**PASSAGE GIVEN:**

-- Begin --

Tap, tap, tap. Hello? Is thing on?

Andrew Richards <[EMAIL PROTECTED]> wrote:

>The standard DoS is to open lots of SMTP connections to an SMTP server,
>which could be qmail, or any other MTA - and leave them open.

No, the "standard" qmail DOS is to make a single connection to
qmail-smtpd and send it either lots of RCPT's or a single
unlimited-length command. Eventually, the qmail-smtpd process will
consume all available memory, preventing other processes from getting
the memory they need.

See:

  http://www.ornl.gov/its/archives/mailing-lists/qmail/1997/06/msg00317.html
  http://www.ornl.gov/its/archives/mailing-lists/qmail/1997/06/msg00322.html

>Since
>[vanilla] SMTP is not authenticated, this attack could be initiated from
>anywhere.

Authentication won't help. Since SMTP is (usually) a public service,
it needs to be open to everyone.

-- End --

**SUPPLIED ENTRIES:**
-- Begin --

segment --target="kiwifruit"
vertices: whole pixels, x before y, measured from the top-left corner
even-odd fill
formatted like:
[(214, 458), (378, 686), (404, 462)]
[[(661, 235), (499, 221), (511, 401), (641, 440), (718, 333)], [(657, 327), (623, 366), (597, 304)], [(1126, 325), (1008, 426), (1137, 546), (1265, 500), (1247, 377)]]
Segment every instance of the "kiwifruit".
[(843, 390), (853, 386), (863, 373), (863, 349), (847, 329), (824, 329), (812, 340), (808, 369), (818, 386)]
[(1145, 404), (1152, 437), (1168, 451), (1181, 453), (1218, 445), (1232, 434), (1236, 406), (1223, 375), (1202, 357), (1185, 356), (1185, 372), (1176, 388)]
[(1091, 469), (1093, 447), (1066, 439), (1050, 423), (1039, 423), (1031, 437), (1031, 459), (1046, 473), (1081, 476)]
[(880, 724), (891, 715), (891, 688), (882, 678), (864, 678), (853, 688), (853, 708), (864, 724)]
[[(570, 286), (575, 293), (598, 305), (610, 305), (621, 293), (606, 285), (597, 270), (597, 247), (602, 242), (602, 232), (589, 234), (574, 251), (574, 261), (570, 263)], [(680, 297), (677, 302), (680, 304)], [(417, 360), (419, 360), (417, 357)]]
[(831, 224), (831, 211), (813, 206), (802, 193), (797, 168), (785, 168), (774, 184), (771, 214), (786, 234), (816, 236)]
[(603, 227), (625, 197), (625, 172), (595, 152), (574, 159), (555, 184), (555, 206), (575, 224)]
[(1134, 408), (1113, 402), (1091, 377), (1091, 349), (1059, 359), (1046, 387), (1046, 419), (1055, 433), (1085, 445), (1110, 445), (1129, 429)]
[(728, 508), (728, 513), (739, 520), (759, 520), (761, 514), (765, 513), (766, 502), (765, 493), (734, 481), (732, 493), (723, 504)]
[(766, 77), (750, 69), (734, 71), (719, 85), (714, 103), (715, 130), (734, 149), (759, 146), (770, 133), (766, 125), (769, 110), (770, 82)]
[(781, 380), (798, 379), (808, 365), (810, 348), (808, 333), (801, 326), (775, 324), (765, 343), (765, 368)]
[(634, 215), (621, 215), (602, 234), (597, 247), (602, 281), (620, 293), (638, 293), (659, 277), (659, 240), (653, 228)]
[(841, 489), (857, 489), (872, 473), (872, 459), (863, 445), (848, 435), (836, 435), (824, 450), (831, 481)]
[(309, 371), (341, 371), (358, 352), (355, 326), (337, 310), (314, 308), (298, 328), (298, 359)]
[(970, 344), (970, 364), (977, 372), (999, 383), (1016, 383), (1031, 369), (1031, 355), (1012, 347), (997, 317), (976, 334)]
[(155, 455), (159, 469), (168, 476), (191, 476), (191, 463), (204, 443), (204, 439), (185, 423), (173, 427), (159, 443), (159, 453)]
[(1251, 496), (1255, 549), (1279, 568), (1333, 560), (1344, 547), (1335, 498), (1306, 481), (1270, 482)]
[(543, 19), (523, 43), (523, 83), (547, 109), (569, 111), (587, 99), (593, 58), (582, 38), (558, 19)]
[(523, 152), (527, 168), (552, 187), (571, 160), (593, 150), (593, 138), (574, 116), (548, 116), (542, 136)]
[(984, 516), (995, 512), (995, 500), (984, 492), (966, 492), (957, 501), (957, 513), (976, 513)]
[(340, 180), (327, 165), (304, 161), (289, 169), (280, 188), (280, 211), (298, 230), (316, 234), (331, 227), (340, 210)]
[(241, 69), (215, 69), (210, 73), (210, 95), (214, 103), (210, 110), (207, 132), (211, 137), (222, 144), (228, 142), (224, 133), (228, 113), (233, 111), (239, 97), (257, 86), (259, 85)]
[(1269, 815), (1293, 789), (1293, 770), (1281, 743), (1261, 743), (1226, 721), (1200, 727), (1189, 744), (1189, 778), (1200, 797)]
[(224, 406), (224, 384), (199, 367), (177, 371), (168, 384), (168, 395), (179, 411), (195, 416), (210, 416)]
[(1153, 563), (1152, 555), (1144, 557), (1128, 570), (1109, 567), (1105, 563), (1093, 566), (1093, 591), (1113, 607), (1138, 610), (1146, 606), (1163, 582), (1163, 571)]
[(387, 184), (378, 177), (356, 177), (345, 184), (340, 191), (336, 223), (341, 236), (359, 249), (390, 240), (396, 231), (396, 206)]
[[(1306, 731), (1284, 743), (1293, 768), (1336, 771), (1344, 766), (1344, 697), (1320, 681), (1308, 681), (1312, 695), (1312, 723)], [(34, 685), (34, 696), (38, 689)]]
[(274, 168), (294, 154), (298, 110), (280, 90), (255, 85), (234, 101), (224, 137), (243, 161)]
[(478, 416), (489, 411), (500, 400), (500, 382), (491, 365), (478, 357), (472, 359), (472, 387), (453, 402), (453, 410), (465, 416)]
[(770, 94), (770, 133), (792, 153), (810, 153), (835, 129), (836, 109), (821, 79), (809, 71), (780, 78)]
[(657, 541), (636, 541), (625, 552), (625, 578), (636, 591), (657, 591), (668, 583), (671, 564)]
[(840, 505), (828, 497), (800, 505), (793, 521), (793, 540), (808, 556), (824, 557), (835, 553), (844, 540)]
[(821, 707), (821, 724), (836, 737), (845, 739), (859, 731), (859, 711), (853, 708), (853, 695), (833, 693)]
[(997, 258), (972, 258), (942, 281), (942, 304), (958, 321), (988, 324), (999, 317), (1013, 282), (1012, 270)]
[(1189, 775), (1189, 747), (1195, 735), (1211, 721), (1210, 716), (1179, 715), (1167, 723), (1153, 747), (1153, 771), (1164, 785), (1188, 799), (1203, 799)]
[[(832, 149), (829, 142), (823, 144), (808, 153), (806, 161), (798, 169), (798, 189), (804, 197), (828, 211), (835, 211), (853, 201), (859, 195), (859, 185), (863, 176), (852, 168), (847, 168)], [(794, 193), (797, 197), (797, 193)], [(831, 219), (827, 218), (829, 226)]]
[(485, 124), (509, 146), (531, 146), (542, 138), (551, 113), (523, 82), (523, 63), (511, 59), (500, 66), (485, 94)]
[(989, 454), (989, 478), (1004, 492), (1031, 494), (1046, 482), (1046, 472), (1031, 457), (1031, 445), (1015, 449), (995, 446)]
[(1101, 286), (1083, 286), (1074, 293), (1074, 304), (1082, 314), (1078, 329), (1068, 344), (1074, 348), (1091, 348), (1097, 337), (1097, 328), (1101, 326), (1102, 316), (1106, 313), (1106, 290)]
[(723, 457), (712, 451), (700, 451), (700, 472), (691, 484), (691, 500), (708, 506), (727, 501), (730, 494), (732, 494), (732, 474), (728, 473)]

-- End --

**CHALLENGES:**
**1)** In the qmail post, repeat word for word the passage between "Tap, tap, tap." and "memory they need.", inclusive.
**2)** Answer these about the qmail post:
(a) What does Andrew Richards call the standard DoS?
(b) According to the reply, what is the "standard" qmail DOS?
(c) Why does the reply say authentication won't help?

**RESULTS OF THE TASKS:**
**1)**
Tap, tap, tap. Hello? Is thing on?

Andrew Richards <[EMAIL PROTECTED]> wrote:

>The standard DoS is to open lots of SMTP connections to an SMTP server,
>which could be qmail, or any other MTA - and leave them open.

No, the "standard" qmail DOS is to make a single connection to
qmail-smtpd and send it either lots of RCPT's or a single
unlimited-length command. Eventually, the qmail-smtpd process will
consume all available memory, preventing other processes from getting
the memory they need.

**2)**
(a) Opening lots of SMTP connections to an SMTP server, which could be qmail or any other MTA, and leaving them open.
(b) Making a single connection to qmail-smtpd and sending it either lots of RCPT's or a single unlimited-length command.
(c) SMTP is (usually) a public service, so it needs to be open to everyone.